SELECTION →
******

Coincidence is usually a major element in Auster's work.  I only had time to read 25 pages of Oracle Night so I don't know what part coincidence will play in this book, but that didn't matter because I already had my coincidence:  an important part of the book occurs on September 18.  (Okay, September 18, 1982.)  Auster uses footnotes in this novel so that's how I know the date.  I realize that this is a relatively minor coincidence.  Its only fun because its Auster.

Later on in the day I watched the first episode of the BBC television adaptation of Tinker, Tailor, Soldier, Spy.  And to my surprise, I greatly enjoyed it.  Typically I cannot watch adaptations of books I have read but I happily made it through the first episode.  (I watched the UK version of it.  The American version was cut down to six episodes.  No way I'm going to watch a butchered version of it.)  I've read about how hard it was to follow and I know I would've been lost if I had not just read the book.  I know the movie version of the book was released this weekend but it will not open in the US until December 9.  That hardly seems fair but at least it gives me time to watch the entire tv series first.

******

Dataset items about object locations:
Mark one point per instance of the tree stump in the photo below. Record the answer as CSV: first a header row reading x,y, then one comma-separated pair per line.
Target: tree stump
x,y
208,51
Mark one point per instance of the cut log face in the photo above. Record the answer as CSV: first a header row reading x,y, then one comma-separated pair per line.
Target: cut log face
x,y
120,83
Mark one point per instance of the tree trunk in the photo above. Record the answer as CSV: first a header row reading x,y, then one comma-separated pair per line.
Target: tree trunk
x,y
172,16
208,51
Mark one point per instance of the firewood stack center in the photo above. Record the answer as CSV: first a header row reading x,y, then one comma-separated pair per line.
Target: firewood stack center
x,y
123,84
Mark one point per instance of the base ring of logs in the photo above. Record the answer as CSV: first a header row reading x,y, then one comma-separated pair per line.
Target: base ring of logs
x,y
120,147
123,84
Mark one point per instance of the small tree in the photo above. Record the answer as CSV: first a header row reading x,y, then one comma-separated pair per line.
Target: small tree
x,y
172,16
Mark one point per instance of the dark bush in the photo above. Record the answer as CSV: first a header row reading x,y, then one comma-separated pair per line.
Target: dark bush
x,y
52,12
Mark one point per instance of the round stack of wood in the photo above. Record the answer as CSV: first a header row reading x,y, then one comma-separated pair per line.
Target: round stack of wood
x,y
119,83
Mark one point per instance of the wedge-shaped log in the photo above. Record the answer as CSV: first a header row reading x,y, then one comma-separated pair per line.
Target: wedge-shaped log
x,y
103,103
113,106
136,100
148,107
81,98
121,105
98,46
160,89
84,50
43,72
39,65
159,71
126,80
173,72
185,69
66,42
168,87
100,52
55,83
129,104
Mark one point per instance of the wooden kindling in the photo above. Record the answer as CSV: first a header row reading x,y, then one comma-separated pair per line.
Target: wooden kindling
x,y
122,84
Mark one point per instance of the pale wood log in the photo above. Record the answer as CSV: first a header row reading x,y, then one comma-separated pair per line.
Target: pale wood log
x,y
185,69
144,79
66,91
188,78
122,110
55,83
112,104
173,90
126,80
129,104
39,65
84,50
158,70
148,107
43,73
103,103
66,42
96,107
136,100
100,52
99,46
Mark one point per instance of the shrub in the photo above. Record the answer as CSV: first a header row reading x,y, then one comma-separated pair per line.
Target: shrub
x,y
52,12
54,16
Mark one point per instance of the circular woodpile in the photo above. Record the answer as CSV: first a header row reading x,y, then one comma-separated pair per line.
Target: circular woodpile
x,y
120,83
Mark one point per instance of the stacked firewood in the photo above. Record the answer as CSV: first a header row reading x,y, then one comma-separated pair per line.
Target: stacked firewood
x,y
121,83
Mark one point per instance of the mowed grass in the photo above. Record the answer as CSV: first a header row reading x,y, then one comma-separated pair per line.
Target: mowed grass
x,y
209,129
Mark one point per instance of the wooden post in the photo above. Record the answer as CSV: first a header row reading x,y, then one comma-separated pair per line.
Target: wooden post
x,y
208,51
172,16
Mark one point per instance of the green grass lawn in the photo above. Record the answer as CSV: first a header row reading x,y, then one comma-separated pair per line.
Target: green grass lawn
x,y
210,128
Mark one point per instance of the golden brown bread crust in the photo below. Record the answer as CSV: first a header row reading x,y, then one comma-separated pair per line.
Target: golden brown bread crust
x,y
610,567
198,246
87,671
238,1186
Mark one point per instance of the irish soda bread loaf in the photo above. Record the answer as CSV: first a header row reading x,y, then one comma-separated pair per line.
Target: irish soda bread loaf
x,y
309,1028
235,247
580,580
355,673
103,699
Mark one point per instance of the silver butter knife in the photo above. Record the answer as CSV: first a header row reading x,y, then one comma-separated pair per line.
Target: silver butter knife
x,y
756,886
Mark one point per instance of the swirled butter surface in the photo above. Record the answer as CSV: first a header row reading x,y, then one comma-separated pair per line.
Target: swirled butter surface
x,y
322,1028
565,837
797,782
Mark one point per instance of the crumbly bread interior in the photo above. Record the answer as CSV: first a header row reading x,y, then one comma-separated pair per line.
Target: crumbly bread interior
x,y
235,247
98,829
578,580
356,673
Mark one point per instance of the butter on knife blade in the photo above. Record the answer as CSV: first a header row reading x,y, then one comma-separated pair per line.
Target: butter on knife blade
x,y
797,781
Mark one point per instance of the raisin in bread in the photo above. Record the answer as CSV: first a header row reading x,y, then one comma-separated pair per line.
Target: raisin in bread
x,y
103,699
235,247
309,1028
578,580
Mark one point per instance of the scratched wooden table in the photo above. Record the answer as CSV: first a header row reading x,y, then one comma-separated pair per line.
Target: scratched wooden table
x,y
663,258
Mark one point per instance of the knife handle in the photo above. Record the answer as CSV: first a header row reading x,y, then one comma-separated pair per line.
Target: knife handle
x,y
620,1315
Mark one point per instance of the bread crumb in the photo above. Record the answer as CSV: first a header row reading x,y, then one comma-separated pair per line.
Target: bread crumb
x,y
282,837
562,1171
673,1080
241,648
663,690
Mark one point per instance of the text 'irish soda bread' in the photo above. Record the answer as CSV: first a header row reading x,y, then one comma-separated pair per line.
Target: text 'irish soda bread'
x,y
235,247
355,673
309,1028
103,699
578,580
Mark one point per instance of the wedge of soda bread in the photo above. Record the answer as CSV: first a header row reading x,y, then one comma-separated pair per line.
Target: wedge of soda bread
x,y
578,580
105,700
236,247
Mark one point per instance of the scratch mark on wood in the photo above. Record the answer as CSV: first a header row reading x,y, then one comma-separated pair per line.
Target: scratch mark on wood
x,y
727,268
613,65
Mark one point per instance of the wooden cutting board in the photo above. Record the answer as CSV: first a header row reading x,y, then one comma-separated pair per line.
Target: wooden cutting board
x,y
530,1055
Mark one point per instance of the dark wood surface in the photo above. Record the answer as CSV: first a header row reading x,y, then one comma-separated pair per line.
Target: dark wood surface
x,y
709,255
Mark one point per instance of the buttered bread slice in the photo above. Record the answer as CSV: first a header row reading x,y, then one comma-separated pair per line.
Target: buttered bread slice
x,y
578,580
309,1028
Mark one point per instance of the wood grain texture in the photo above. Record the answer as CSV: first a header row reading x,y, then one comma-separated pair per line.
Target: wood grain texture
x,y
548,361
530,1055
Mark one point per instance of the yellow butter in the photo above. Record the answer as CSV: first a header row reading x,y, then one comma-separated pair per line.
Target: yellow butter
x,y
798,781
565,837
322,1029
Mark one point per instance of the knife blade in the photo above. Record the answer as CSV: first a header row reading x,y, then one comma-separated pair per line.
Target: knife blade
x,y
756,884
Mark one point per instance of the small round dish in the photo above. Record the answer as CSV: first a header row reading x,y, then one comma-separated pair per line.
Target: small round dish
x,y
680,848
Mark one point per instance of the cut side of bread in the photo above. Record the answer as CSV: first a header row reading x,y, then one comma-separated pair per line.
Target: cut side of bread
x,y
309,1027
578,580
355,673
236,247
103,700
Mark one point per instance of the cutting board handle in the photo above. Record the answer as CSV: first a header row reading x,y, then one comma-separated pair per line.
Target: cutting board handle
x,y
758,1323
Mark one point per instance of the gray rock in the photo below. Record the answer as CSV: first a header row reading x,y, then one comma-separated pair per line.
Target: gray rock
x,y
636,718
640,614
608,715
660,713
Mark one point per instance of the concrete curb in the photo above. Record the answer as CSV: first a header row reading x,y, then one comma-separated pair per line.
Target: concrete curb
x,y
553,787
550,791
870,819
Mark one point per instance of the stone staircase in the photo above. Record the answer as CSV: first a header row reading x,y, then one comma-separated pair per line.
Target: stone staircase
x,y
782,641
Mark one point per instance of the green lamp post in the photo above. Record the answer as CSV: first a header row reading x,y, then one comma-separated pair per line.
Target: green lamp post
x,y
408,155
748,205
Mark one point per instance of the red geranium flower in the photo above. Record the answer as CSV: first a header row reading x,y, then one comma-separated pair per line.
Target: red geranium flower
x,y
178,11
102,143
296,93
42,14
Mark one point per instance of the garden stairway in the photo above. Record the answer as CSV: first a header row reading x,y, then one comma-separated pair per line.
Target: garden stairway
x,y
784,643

******

THE TASKS →
(1) According to the post, on what date will the movie version of Tinker, Tailor, Soldier, Spy open in the US?
(2) Extract the part of the post from "Coincidence is usually" to "because its Auster.".
(3) State whether each statement agrees with the post, answering yes or no and quoting the deciding words: (a) The writer read 25 pages of Oracle Night. (b) The writer watched the American version of the television adaptation. (c) The American version was cut down to six episodes.
Work from the post alone.

SOLUTIONS TO THE PROBLEMS →
(1) December 9.

(2)
Coincidence is usually a major element in Auster's work.  I only had time to read 25 pages of Oracle Night so I don't know what part coincidence will play in this book, but that didn't matter because I already had my coincidence:  an important part of the book occurs on September 18.  (Okay, September 18, 1982.)  Auster uses footnotes in this novel so that's how I know the date.  I realize that this is a relatively minor coincidence.  Its only fun because its Auster.

(3)
(a) Yes: "I only had time to read 25 pages of Oracle Night"
(b) No: "I watched the UK version of it."
(c) Yes: "The American version was cut down to six episodes."